Goal:
Produce an exact copy of the lines from the line that contains "Every instance of the utility" to the end of the listing below.

Records for processing:
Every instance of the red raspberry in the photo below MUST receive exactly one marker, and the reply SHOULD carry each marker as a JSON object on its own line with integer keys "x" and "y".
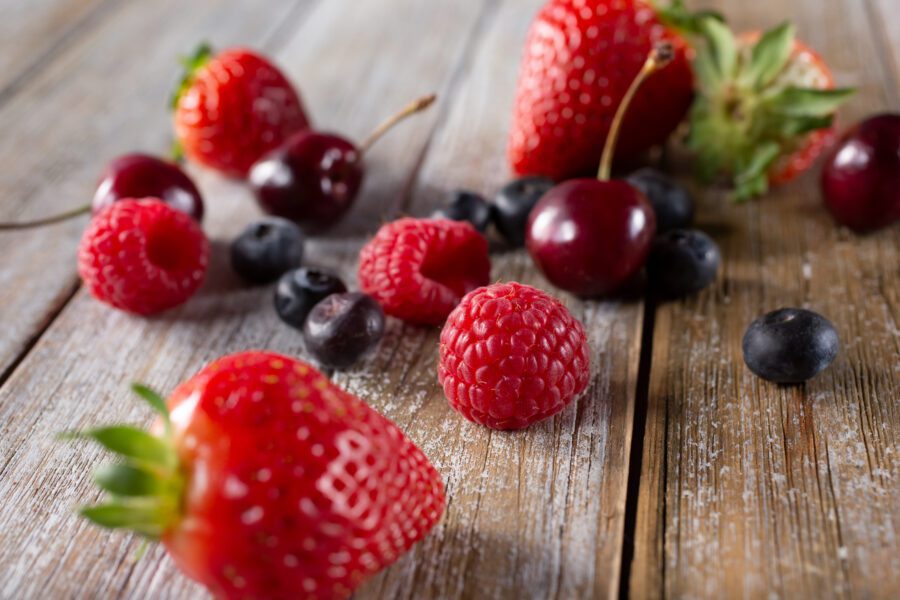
{"x": 512, "y": 355}
{"x": 418, "y": 269}
{"x": 143, "y": 256}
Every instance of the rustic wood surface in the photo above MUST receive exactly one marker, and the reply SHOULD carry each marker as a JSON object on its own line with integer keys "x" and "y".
{"x": 743, "y": 488}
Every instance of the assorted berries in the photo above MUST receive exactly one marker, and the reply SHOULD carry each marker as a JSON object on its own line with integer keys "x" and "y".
{"x": 141, "y": 176}
{"x": 861, "y": 178}
{"x": 790, "y": 345}
{"x": 512, "y": 355}
{"x": 578, "y": 63}
{"x": 233, "y": 107}
{"x": 513, "y": 205}
{"x": 143, "y": 256}
{"x": 298, "y": 291}
{"x": 672, "y": 203}
{"x": 343, "y": 328}
{"x": 467, "y": 206}
{"x": 266, "y": 250}
{"x": 682, "y": 262}
{"x": 272, "y": 482}
{"x": 419, "y": 269}
{"x": 313, "y": 178}
{"x": 591, "y": 236}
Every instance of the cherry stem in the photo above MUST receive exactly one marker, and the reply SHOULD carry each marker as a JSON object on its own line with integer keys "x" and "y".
{"x": 659, "y": 57}
{"x": 65, "y": 216}
{"x": 412, "y": 108}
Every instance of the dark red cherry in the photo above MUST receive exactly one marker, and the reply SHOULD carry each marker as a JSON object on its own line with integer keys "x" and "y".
{"x": 861, "y": 178}
{"x": 143, "y": 176}
{"x": 312, "y": 179}
{"x": 589, "y": 237}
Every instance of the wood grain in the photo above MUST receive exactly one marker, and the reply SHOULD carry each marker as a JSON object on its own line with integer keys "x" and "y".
{"x": 750, "y": 489}
{"x": 568, "y": 482}
{"x": 33, "y": 32}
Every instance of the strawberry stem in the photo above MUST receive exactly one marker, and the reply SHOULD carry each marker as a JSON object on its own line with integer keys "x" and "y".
{"x": 58, "y": 218}
{"x": 412, "y": 108}
{"x": 659, "y": 57}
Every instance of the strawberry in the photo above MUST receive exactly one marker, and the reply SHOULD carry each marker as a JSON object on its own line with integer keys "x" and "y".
{"x": 232, "y": 108}
{"x": 580, "y": 58}
{"x": 265, "y": 480}
{"x": 765, "y": 103}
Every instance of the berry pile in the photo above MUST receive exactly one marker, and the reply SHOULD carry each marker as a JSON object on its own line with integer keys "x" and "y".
{"x": 305, "y": 490}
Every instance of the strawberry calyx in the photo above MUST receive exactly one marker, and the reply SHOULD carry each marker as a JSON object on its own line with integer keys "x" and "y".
{"x": 191, "y": 64}
{"x": 750, "y": 111}
{"x": 146, "y": 486}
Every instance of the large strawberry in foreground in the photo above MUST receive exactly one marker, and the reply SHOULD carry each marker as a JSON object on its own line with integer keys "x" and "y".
{"x": 765, "y": 104}
{"x": 580, "y": 58}
{"x": 265, "y": 480}
{"x": 232, "y": 108}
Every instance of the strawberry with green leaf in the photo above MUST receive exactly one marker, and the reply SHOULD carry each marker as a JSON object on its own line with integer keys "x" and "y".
{"x": 265, "y": 480}
{"x": 765, "y": 103}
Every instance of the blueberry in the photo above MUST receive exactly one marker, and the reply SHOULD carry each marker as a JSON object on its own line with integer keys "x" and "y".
{"x": 671, "y": 202}
{"x": 790, "y": 345}
{"x": 466, "y": 206}
{"x": 681, "y": 262}
{"x": 267, "y": 249}
{"x": 513, "y": 204}
{"x": 298, "y": 291}
{"x": 342, "y": 328}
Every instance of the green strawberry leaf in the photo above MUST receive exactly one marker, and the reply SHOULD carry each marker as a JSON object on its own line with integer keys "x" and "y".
{"x": 133, "y": 443}
{"x": 769, "y": 56}
{"x": 720, "y": 44}
{"x": 751, "y": 176}
{"x": 144, "y": 518}
{"x": 807, "y": 102}
{"x": 127, "y": 480}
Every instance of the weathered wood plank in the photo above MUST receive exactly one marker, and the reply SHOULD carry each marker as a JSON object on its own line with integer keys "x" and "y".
{"x": 749, "y": 489}
{"x": 32, "y": 32}
{"x": 105, "y": 95}
{"x": 348, "y": 71}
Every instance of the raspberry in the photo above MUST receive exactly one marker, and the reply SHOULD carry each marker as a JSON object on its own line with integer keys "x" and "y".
{"x": 419, "y": 269}
{"x": 512, "y": 355}
{"x": 142, "y": 256}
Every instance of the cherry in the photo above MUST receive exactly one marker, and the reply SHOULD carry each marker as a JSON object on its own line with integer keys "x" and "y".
{"x": 143, "y": 176}
{"x": 314, "y": 177}
{"x": 590, "y": 236}
{"x": 861, "y": 178}
{"x": 133, "y": 176}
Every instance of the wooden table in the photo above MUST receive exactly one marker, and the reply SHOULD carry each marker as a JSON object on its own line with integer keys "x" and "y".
{"x": 677, "y": 474}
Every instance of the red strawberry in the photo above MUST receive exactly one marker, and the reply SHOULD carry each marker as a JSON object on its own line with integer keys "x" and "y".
{"x": 765, "y": 105}
{"x": 580, "y": 58}
{"x": 268, "y": 481}
{"x": 233, "y": 108}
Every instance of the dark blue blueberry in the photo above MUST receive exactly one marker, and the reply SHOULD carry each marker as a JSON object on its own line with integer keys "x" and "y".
{"x": 466, "y": 206}
{"x": 343, "y": 328}
{"x": 681, "y": 262}
{"x": 790, "y": 345}
{"x": 267, "y": 249}
{"x": 671, "y": 202}
{"x": 513, "y": 204}
{"x": 298, "y": 291}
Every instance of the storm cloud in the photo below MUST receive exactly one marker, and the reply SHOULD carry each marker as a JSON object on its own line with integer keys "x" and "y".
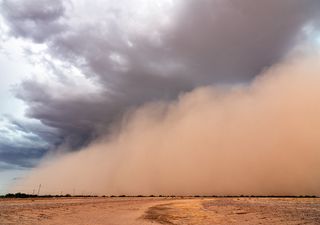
{"x": 115, "y": 56}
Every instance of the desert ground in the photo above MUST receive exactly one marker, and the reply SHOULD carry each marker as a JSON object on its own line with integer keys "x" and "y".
{"x": 144, "y": 211}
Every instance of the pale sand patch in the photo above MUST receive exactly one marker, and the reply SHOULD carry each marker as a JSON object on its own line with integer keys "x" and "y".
{"x": 145, "y": 211}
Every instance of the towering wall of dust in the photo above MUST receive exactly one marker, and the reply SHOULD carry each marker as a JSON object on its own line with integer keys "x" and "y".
{"x": 261, "y": 139}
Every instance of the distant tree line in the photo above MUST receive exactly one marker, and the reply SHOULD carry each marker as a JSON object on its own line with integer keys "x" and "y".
{"x": 24, "y": 195}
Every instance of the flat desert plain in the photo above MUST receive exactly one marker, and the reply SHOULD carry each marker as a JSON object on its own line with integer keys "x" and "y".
{"x": 144, "y": 211}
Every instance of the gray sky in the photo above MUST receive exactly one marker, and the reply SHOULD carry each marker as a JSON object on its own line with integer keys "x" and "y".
{"x": 71, "y": 69}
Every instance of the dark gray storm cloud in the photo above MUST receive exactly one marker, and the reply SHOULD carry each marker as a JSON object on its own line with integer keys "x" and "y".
{"x": 135, "y": 60}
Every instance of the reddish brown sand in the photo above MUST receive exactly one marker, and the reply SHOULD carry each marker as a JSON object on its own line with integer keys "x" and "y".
{"x": 143, "y": 211}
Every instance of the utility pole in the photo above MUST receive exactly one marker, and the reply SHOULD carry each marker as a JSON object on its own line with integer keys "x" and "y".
{"x": 39, "y": 188}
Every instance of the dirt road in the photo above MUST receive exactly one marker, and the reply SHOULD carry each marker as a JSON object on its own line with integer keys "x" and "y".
{"x": 144, "y": 211}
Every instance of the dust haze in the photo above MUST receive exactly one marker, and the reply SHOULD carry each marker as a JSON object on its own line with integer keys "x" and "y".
{"x": 260, "y": 138}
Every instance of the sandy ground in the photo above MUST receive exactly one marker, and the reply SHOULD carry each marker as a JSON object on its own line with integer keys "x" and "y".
{"x": 144, "y": 211}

Solution to this task:
Every instance of the utility pole in the photo above MUST receive exactly one marker, and the reply SHOULD carry each marker as a JSON object on its own line with integer keys "x" and "y".
{"x": 39, "y": 188}
Every instance of the dirt road in the photo above MUST receive exactly one marker, and the reply SHOULD carry each marker as a JSON object on its own line with integer keys "x" and "y".
{"x": 144, "y": 211}
Every instance of the dust haze in the photo above MUST receive exactly one marker, and the reply SHOULD carry each marker as a JSON object on its own line with integer keys "x" and "y".
{"x": 260, "y": 138}
Every instance of the sandy ground in the photo above MUST receive exactly one marker, and the reply SHOULD carry each marker as a JSON object on its own line with integer keys "x" and "y".
{"x": 144, "y": 211}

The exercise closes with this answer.